(Beginning of RECORDS FOR THIS TASK)
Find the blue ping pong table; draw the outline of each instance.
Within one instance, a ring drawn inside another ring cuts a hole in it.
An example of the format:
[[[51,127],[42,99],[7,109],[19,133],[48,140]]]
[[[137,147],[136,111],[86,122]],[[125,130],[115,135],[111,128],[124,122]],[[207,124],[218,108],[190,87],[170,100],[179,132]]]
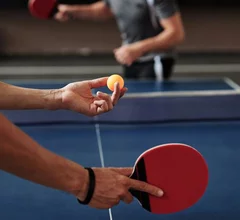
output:
[[[16,85],[57,88],[65,83]],[[128,94],[115,109],[96,118],[62,110],[2,113],[42,146],[83,166],[133,166],[139,154],[155,145],[192,145],[206,158],[210,172],[201,200],[171,215],[151,214],[136,200],[95,210],[68,194],[0,172],[1,220],[240,219],[240,87],[229,79],[127,82],[126,86]]]

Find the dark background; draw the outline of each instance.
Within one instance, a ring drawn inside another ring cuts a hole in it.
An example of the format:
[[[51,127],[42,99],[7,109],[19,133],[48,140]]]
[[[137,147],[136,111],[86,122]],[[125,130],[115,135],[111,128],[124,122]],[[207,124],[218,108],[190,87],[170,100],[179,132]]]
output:
[[[61,0],[64,1],[64,0]],[[87,4],[96,0],[65,0]],[[133,0],[134,1],[134,0]],[[121,44],[114,20],[107,22],[39,20],[27,0],[0,1],[0,54],[112,54]],[[186,31],[179,53],[239,53],[240,1],[179,0]]]
[[[97,0],[65,0],[68,4],[88,4]],[[1,8],[25,8],[27,0],[2,0]],[[180,6],[240,6],[240,2],[236,0],[179,0]]]
[[[66,4],[93,2],[95,0],[65,0]],[[176,75],[216,77],[217,74],[240,83],[239,70],[231,68],[232,64],[240,62],[240,1],[179,0],[178,3],[186,39],[177,48],[177,62],[183,66],[176,71]],[[121,45],[121,39],[114,19],[106,22],[67,23],[40,20],[31,16],[27,5],[27,0],[0,0],[2,79],[60,77],[56,76],[56,73],[51,75],[46,69],[35,69],[35,65],[76,65],[79,66],[79,71],[84,72],[77,77],[84,78],[100,76],[99,71],[95,73],[92,69],[94,65],[118,65],[113,56],[113,49]],[[195,69],[194,64],[200,65],[200,68]],[[214,65],[211,73],[208,69],[207,72],[203,72],[202,68],[206,69],[205,64]],[[218,64],[230,66],[223,71]],[[33,65],[34,68],[31,69],[31,74],[28,74],[25,70],[18,72],[18,69],[14,68],[18,65]],[[88,71],[83,70],[83,66],[88,67]],[[5,67],[10,69],[6,71]],[[195,73],[192,72],[193,68]],[[67,76],[61,75],[68,79],[70,76],[69,70]],[[76,77],[75,73],[72,73],[71,77]]]

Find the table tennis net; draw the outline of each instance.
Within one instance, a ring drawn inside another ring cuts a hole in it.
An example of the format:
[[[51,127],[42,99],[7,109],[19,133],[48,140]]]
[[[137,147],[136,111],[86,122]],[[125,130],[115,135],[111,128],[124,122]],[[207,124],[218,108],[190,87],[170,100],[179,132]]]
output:
[[[177,123],[240,119],[238,91],[132,93],[111,111],[87,117],[68,110],[2,111],[18,125]]]

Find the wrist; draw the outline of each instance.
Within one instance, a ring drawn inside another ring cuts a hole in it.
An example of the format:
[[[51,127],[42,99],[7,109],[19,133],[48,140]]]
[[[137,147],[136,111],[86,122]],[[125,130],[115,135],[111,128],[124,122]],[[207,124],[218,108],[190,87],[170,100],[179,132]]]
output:
[[[83,171],[80,173],[79,177],[76,180],[74,186],[75,190],[72,192],[81,201],[85,200],[88,193],[89,186],[89,173],[86,169],[83,168]]]
[[[150,45],[149,45],[148,41],[146,41],[146,40],[138,42],[138,45],[137,45],[137,49],[141,53],[141,55],[148,53],[150,50],[149,47],[150,47]]]
[[[136,51],[136,53],[140,56],[143,56],[145,53],[148,52],[146,47],[146,43],[144,41],[139,41],[132,44],[132,48]]]
[[[42,94],[44,108],[48,110],[62,109],[62,90],[44,90]]]
[[[85,198],[82,199],[78,197],[78,202],[82,205],[88,205],[91,202],[94,191],[95,191],[95,185],[96,185],[96,179],[95,179],[96,177],[93,169],[90,167],[85,169],[88,171],[89,183],[88,183],[87,193],[86,191],[84,191]]]

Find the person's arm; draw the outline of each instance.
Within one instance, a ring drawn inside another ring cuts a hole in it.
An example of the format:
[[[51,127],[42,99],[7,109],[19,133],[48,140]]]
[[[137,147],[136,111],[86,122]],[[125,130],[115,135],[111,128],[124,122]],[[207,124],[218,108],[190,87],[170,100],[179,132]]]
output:
[[[181,14],[175,1],[155,0],[154,9],[163,31],[154,37],[115,49],[119,63],[131,65],[144,54],[167,51],[185,39]]]
[[[112,95],[93,89],[107,86],[108,77],[73,82],[58,89],[31,89],[0,82],[0,109],[67,109],[87,116],[96,116],[113,109],[127,91],[115,84]]]
[[[61,93],[54,89],[30,89],[0,82],[0,109],[56,109]]]
[[[163,31],[135,45],[141,54],[174,48],[185,39],[180,9],[175,0],[155,0],[153,10]]]
[[[160,24],[164,29],[162,33],[136,43],[135,46],[139,47],[142,54],[168,50],[179,45],[185,39],[180,13],[161,19]]]
[[[103,21],[113,18],[107,0],[87,5],[59,5],[55,19],[66,21],[69,18]]]
[[[0,169],[80,198],[88,187],[83,167],[41,147],[1,114]]]
[[[85,200],[89,185],[92,185],[88,171],[81,165],[43,148],[1,114],[0,170],[67,192],[80,201]],[[129,204],[133,201],[129,189],[140,190],[157,197],[163,195],[161,189],[129,178],[132,168],[92,170],[95,187],[88,204],[91,207],[107,209],[119,204],[121,200]]]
(End of RECORDS FOR THIS TASK)
• WORK TO COMPLETE:
If the string "each" appears in a line of the entries, report the line.

• RESULT FOR THIS TASK:
Find the blue ping pong table; draw the outline of each instance.
Find the dark background; draw the outline of each instance.
Find the table tennis net; draw the outline of each instance.
Find the wrist; draw the outline of each instance.
Find the person's arm; draw the outline of each instance.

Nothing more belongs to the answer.